═════ Extracted entries ═════

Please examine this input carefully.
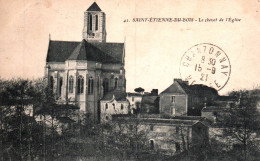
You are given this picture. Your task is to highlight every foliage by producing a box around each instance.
[221,91,260,160]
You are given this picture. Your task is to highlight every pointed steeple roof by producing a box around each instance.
[87,2,101,11]
[68,39,118,63]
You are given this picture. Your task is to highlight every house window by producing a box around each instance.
[78,75,84,94]
[115,78,118,89]
[150,139,154,150]
[50,76,54,90]
[103,78,109,95]
[176,126,180,134]
[69,76,74,93]
[88,77,94,94]
[89,14,92,31]
[129,125,133,131]
[59,78,63,96]
[172,96,175,102]
[172,107,175,115]
[175,142,181,152]
[96,15,98,30]
[97,77,100,93]
[112,103,116,110]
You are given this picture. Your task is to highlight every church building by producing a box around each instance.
[45,2,126,121]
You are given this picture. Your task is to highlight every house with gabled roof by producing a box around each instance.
[159,79,218,116]
[100,90,132,123]
[45,2,126,121]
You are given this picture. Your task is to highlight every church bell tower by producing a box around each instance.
[82,2,106,42]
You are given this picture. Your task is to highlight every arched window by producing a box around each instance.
[103,78,109,94]
[69,76,74,93]
[89,14,92,31]
[97,76,100,93]
[112,103,116,110]
[115,78,118,89]
[59,77,63,96]
[88,77,94,94]
[96,15,98,30]
[78,75,84,94]
[50,76,54,90]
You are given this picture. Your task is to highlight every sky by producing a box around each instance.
[0,0,260,94]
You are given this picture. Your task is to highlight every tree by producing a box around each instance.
[219,91,260,160]
[134,87,144,93]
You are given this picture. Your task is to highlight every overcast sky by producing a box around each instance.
[0,0,260,94]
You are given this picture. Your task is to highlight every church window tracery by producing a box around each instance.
[59,77,63,96]
[96,15,98,30]
[115,78,118,89]
[78,75,84,94]
[69,76,74,93]
[88,77,94,94]
[89,14,92,31]
[50,76,54,90]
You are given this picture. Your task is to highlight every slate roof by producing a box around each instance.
[101,90,126,101]
[87,2,101,11]
[46,39,124,63]
[161,81,190,94]
[112,114,209,126]
[46,41,79,62]
[127,92,143,97]
[141,96,160,105]
[161,80,218,96]
[91,42,124,63]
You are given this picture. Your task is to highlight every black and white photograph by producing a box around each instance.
[0,0,260,161]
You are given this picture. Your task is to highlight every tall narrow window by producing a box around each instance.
[59,77,63,96]
[97,77,100,94]
[112,103,116,110]
[50,76,54,90]
[150,140,154,150]
[88,77,94,94]
[115,78,118,89]
[69,76,74,93]
[172,96,175,102]
[78,75,84,94]
[96,15,98,30]
[103,78,109,94]
[89,14,92,31]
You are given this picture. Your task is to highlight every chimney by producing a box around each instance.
[151,89,158,96]
[173,78,189,85]
[173,78,182,83]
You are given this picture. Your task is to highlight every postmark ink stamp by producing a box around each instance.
[180,43,231,91]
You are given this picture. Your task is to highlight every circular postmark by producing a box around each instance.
[180,43,231,91]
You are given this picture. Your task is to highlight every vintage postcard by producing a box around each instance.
[0,0,260,161]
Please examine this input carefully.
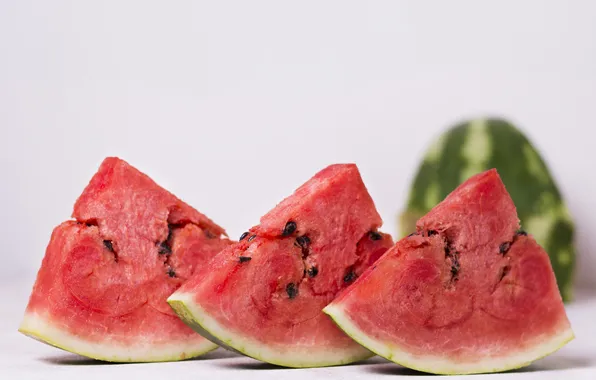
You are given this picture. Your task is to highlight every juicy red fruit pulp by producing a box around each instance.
[174,165,393,366]
[330,170,572,373]
[21,158,231,359]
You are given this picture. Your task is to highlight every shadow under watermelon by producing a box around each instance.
[38,348,239,366]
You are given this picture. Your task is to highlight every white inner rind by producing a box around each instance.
[168,292,373,368]
[19,312,217,362]
[323,304,574,375]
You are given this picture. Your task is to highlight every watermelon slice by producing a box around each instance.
[19,158,231,362]
[324,169,573,374]
[399,118,576,301]
[168,165,393,367]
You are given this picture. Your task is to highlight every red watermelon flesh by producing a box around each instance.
[325,170,573,374]
[168,165,393,367]
[19,158,231,362]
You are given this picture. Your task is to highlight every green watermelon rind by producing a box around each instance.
[19,312,217,363]
[398,118,576,302]
[168,292,374,368]
[323,303,575,375]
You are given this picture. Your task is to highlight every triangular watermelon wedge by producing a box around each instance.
[324,169,573,374]
[168,164,393,367]
[19,158,231,362]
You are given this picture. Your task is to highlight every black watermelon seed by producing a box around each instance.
[103,240,114,252]
[157,241,172,255]
[499,265,511,282]
[451,257,459,277]
[499,241,511,255]
[286,282,298,299]
[296,235,310,249]
[281,221,297,236]
[344,270,356,282]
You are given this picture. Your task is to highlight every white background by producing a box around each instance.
[0,0,596,287]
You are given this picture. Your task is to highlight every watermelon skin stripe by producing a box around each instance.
[398,118,576,302]
[19,312,217,363]
[323,303,575,375]
[168,292,374,368]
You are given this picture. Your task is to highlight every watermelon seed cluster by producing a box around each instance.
[286,282,298,300]
[281,221,298,237]
[103,240,114,253]
[344,267,357,283]
[499,241,511,256]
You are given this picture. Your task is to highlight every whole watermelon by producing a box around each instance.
[400,118,575,301]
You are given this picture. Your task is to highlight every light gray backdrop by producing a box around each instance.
[0,0,596,290]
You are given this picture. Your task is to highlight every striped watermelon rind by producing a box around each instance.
[399,118,576,301]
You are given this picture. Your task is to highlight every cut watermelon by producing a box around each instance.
[168,165,393,367]
[324,170,573,374]
[399,118,575,301]
[19,158,231,362]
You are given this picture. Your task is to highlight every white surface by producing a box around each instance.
[0,284,596,380]
[0,0,596,284]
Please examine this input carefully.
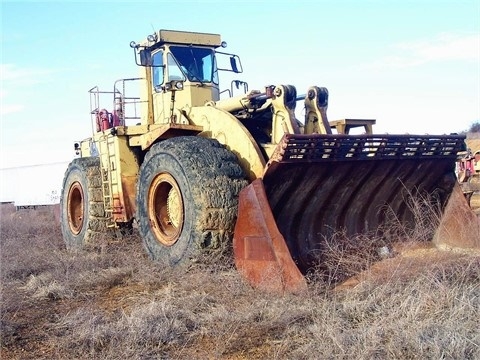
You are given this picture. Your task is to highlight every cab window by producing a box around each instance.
[170,46,218,84]
[152,50,163,87]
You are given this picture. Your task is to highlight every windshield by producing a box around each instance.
[170,46,218,84]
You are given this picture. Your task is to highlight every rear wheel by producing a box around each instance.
[60,157,107,248]
[137,136,247,266]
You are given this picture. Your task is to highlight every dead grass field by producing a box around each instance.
[0,212,480,359]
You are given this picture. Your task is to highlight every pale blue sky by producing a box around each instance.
[0,0,480,168]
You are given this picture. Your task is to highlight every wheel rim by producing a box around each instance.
[67,182,84,235]
[147,173,184,246]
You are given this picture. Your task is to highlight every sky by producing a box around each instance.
[0,0,480,168]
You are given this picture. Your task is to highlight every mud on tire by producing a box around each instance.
[60,157,107,249]
[136,136,247,266]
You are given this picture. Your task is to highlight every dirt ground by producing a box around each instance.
[0,208,480,360]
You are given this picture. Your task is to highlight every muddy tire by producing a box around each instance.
[136,136,247,266]
[60,157,107,249]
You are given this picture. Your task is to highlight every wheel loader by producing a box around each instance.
[61,30,480,292]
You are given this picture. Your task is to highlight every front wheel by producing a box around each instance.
[137,136,247,266]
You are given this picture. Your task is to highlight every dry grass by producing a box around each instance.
[0,212,480,359]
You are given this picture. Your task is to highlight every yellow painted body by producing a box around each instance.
[80,30,364,225]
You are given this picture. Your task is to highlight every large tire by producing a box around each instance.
[136,136,247,266]
[60,157,107,249]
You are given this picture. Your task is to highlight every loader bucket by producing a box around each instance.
[234,134,465,292]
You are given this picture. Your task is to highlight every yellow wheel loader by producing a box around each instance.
[61,30,480,292]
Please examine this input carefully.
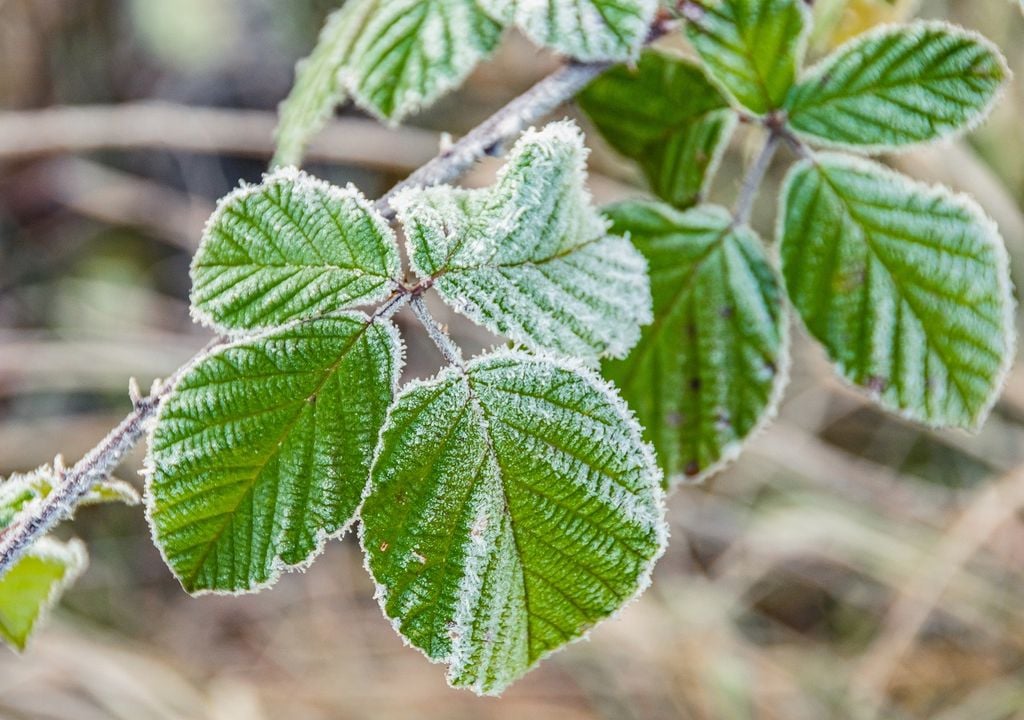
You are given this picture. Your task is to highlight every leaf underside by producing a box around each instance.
[393,122,650,366]
[786,23,1008,150]
[684,0,809,115]
[191,170,400,331]
[480,0,657,61]
[361,351,666,694]
[604,202,787,481]
[342,0,503,122]
[579,51,735,209]
[0,537,88,650]
[147,313,401,592]
[779,154,1014,428]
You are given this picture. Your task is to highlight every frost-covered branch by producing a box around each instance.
[0,50,647,576]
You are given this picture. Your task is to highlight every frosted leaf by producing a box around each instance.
[786,23,1009,152]
[580,51,735,208]
[683,0,810,115]
[191,169,400,331]
[146,313,401,593]
[392,122,650,366]
[0,537,89,651]
[480,0,657,61]
[779,154,1014,427]
[273,0,377,167]
[342,0,503,122]
[361,351,667,694]
[605,202,788,482]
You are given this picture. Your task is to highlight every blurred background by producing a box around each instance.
[0,0,1024,720]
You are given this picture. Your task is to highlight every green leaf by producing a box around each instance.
[481,0,657,61]
[342,0,503,122]
[786,23,1009,152]
[147,313,402,593]
[392,122,650,366]
[191,169,400,331]
[0,537,89,650]
[605,202,788,481]
[683,0,810,115]
[580,51,736,208]
[0,465,140,530]
[272,0,377,167]
[361,351,667,694]
[779,154,1014,427]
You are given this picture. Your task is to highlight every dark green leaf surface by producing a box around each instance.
[147,313,401,592]
[342,0,503,122]
[605,202,788,481]
[191,169,400,331]
[362,351,667,693]
[683,0,810,115]
[779,155,1014,428]
[786,23,1009,151]
[580,51,735,208]
[393,122,650,366]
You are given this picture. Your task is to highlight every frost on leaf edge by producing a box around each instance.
[188,165,401,339]
[140,310,406,597]
[775,152,1019,433]
[783,20,1011,157]
[356,346,670,696]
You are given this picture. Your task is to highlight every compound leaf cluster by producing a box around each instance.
[147,123,667,693]
[582,0,1014,480]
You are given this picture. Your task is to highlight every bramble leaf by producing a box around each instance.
[342,0,503,122]
[579,51,735,208]
[604,202,788,483]
[480,0,657,61]
[786,23,1009,152]
[147,312,402,593]
[0,537,89,650]
[392,122,650,366]
[272,0,377,167]
[683,0,810,115]
[0,465,140,528]
[191,169,400,331]
[361,351,667,694]
[779,154,1014,427]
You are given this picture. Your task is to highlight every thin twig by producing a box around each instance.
[412,296,463,368]
[0,100,440,172]
[732,131,781,225]
[0,50,622,576]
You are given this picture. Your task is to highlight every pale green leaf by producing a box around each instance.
[480,0,657,61]
[273,0,377,167]
[361,351,667,694]
[0,465,140,530]
[147,313,401,593]
[779,154,1014,427]
[0,537,88,650]
[191,169,400,331]
[786,23,1009,151]
[580,51,736,208]
[605,202,788,482]
[342,0,503,122]
[683,0,810,115]
[392,122,650,366]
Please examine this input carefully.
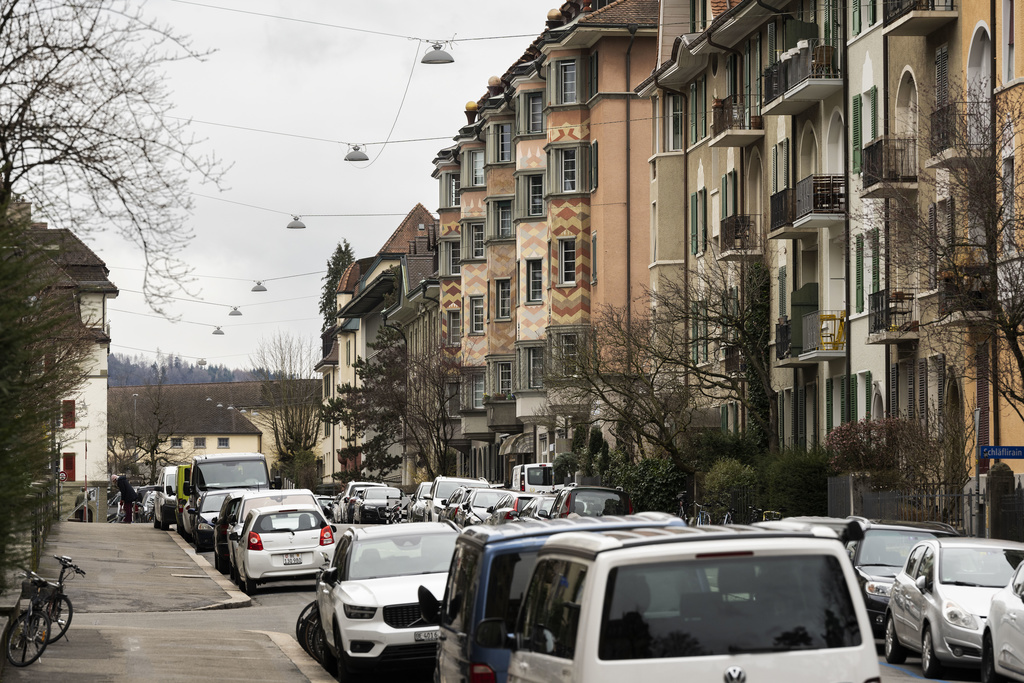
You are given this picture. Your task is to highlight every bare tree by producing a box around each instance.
[0,0,221,307]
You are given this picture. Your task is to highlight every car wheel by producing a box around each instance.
[981,633,1007,683]
[886,614,906,664]
[921,626,942,678]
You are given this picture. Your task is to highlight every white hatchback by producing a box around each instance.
[237,505,336,595]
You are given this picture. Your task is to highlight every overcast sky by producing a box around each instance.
[89,0,560,368]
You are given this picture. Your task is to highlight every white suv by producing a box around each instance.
[487,525,881,683]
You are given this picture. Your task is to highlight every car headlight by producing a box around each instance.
[942,600,978,630]
[345,605,377,618]
[864,581,893,598]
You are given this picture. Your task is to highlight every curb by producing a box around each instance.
[164,531,253,611]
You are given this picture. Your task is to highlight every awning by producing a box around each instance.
[498,432,534,457]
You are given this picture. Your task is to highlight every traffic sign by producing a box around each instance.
[981,445,1024,460]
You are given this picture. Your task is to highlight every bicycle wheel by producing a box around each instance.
[46,593,75,645]
[7,612,50,667]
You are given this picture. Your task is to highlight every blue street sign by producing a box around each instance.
[981,445,1024,460]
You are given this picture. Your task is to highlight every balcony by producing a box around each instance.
[800,310,846,360]
[883,0,957,36]
[762,39,843,116]
[925,101,992,169]
[718,214,762,261]
[708,95,765,147]
[867,290,921,344]
[861,135,918,199]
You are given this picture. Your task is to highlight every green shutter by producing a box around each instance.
[825,377,833,432]
[850,95,864,173]
[855,234,864,313]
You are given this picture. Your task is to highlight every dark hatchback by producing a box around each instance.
[846,517,959,638]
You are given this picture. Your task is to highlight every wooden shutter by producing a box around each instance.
[850,95,864,173]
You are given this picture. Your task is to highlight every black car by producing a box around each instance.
[352,486,402,524]
[846,516,959,638]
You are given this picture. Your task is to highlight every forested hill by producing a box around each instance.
[106,353,256,386]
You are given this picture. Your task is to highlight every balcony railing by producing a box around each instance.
[712,95,761,136]
[864,136,918,189]
[771,187,794,230]
[883,0,956,26]
[803,310,846,353]
[775,319,793,360]
[795,175,846,220]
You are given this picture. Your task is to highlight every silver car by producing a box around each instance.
[886,538,1024,678]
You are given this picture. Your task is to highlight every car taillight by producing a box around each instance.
[469,664,498,683]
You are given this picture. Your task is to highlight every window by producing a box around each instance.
[495,200,513,238]
[469,296,484,335]
[526,346,544,389]
[556,150,577,193]
[495,280,512,318]
[447,310,462,346]
[469,150,483,187]
[526,258,544,303]
[555,61,577,104]
[496,360,512,396]
[469,223,483,258]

═════

**Goal of the exercise**
Which lines in the material contain the word "shutter"? Pick out each one and copy it in full, treating uppercase and lowercase as different.

**Task solution**
You are given this picture. Your task is to highlight every green shutter by producing a box around each instance.
You are given this picture. Your task is to highlight every wooden shutter by producing a box around each instance.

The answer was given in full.